### Material to process
+++++
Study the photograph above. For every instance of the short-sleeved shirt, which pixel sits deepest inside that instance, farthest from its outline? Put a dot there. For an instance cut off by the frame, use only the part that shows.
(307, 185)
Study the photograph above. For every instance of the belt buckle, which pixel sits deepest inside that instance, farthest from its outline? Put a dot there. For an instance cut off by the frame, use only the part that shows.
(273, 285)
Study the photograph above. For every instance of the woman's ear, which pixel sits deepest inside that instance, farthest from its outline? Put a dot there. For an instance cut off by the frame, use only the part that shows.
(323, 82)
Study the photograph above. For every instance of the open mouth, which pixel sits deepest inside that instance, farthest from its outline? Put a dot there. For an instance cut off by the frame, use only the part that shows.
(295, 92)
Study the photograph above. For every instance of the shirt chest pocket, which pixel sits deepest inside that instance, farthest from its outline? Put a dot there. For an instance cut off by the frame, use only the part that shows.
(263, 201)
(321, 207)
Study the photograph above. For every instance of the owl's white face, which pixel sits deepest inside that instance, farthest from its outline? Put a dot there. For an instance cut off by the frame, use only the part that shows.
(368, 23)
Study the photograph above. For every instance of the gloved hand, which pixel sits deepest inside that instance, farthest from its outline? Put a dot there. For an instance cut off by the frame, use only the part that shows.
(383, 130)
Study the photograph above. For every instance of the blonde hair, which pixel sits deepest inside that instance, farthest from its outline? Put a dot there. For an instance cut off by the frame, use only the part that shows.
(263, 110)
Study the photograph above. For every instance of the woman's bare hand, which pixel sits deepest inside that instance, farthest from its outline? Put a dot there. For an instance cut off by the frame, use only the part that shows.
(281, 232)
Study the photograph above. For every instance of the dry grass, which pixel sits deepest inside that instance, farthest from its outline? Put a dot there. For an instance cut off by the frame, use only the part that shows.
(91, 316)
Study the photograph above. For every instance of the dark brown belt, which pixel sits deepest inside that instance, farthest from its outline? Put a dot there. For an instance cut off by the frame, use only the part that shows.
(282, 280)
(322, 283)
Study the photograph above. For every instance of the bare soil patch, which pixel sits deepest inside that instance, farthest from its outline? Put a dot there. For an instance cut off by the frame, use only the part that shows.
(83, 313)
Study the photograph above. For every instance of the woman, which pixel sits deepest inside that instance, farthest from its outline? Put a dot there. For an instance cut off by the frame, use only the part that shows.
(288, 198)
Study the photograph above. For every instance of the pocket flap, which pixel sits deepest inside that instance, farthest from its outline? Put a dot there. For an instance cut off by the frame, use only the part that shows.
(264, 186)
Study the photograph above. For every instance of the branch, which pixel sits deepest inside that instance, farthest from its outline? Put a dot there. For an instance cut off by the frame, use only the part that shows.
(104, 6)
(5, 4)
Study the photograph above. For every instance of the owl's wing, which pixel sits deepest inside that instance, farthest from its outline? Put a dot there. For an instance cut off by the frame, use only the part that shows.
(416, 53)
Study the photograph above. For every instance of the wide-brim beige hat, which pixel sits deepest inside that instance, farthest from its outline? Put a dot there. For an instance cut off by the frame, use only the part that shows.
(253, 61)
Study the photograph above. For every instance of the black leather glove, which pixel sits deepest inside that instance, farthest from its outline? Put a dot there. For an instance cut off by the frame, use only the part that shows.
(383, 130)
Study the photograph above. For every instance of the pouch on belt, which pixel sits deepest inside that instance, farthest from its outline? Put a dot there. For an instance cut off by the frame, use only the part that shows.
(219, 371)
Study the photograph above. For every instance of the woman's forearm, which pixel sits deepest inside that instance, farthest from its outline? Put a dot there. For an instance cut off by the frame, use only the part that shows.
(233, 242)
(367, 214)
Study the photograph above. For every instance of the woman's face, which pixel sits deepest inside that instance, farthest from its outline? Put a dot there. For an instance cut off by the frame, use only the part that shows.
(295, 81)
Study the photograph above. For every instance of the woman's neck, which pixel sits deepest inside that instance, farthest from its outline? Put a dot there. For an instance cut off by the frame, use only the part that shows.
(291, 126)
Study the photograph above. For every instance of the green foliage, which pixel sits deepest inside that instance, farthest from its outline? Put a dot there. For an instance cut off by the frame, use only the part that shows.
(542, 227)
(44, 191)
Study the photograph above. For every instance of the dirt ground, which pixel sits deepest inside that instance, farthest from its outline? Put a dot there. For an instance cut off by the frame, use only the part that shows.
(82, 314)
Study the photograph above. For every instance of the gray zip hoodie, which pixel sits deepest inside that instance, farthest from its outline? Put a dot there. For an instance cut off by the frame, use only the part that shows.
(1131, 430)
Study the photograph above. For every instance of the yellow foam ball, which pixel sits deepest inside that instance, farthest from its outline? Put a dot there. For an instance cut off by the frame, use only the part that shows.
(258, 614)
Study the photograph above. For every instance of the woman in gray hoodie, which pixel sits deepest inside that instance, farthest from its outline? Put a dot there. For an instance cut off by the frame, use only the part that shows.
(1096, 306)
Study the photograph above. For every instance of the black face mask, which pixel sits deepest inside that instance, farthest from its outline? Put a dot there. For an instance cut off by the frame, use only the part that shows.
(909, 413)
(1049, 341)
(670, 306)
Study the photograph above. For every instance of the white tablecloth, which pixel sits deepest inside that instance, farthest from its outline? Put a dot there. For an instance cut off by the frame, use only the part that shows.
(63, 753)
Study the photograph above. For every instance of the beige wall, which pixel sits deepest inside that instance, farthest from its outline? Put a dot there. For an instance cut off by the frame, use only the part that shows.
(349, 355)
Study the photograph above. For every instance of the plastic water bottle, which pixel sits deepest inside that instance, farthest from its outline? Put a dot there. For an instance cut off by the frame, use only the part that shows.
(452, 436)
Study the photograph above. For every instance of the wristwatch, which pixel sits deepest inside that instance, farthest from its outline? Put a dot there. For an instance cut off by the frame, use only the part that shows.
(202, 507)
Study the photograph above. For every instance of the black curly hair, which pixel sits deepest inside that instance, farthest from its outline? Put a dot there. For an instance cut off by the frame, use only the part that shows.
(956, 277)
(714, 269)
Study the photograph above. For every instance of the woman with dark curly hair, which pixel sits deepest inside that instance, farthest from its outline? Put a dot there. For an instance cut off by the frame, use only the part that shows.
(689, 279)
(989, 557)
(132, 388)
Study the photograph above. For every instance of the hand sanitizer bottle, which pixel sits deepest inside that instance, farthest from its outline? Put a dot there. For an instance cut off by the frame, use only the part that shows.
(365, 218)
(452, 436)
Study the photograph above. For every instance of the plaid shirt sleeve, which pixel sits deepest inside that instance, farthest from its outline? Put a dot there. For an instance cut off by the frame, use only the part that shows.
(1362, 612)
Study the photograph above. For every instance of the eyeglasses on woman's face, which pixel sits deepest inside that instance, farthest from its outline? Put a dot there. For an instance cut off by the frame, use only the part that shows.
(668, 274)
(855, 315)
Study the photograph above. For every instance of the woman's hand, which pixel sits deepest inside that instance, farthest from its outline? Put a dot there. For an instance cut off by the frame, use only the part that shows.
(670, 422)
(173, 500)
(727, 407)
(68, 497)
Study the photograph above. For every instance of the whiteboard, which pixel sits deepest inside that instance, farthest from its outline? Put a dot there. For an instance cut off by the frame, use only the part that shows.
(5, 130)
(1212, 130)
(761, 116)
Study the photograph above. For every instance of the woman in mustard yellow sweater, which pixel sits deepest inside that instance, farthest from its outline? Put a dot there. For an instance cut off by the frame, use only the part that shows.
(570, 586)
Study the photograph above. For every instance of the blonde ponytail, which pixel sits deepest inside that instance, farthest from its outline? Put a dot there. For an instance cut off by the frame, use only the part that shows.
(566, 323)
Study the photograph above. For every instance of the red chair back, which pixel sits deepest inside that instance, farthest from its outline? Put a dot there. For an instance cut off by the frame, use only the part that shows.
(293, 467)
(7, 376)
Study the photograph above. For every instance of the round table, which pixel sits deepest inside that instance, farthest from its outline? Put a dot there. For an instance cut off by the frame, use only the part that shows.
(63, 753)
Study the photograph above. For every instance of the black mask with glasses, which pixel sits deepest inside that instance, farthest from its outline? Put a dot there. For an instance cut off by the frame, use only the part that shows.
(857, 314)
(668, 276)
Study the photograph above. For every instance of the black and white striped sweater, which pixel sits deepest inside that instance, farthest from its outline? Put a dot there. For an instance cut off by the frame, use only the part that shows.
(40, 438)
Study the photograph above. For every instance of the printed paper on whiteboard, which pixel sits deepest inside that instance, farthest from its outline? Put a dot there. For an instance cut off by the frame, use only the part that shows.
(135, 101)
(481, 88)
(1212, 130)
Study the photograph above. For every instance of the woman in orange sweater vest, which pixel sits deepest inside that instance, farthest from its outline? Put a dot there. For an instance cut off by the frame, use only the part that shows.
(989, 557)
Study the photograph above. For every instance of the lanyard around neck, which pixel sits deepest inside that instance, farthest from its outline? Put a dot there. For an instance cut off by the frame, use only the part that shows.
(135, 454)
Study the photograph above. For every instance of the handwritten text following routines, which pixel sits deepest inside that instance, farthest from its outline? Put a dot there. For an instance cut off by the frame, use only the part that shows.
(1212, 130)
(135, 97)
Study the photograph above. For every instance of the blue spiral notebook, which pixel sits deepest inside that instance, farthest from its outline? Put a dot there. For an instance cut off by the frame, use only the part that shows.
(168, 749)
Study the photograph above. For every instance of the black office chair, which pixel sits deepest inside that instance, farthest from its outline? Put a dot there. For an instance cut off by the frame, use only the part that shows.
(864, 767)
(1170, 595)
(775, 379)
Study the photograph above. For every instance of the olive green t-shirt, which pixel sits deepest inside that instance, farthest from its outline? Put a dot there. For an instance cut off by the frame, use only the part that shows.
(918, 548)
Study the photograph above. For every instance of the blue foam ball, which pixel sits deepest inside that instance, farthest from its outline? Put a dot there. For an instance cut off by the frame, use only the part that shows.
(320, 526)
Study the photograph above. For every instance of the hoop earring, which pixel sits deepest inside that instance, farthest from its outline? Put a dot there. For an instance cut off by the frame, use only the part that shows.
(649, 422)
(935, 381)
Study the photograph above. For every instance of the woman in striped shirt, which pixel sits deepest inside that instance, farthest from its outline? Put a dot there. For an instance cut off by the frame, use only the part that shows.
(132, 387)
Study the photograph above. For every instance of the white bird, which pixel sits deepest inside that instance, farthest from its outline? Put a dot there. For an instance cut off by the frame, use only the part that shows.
+++++
### Required task
Print the rows above without any changes, starting with the line that contains "Study the photograph above. For every instance of the plaid" and going on through the line that contains "(1362, 612)", with both of those lines included.

### Reply to the exercise
Study the photograph above. For every instance of the plaid shirt sleeve, which pixel sits deepest inside that instance, farthest from its outline? Put a dot there. For an instance cut off by the frame, use only the part that shows.
(1362, 612)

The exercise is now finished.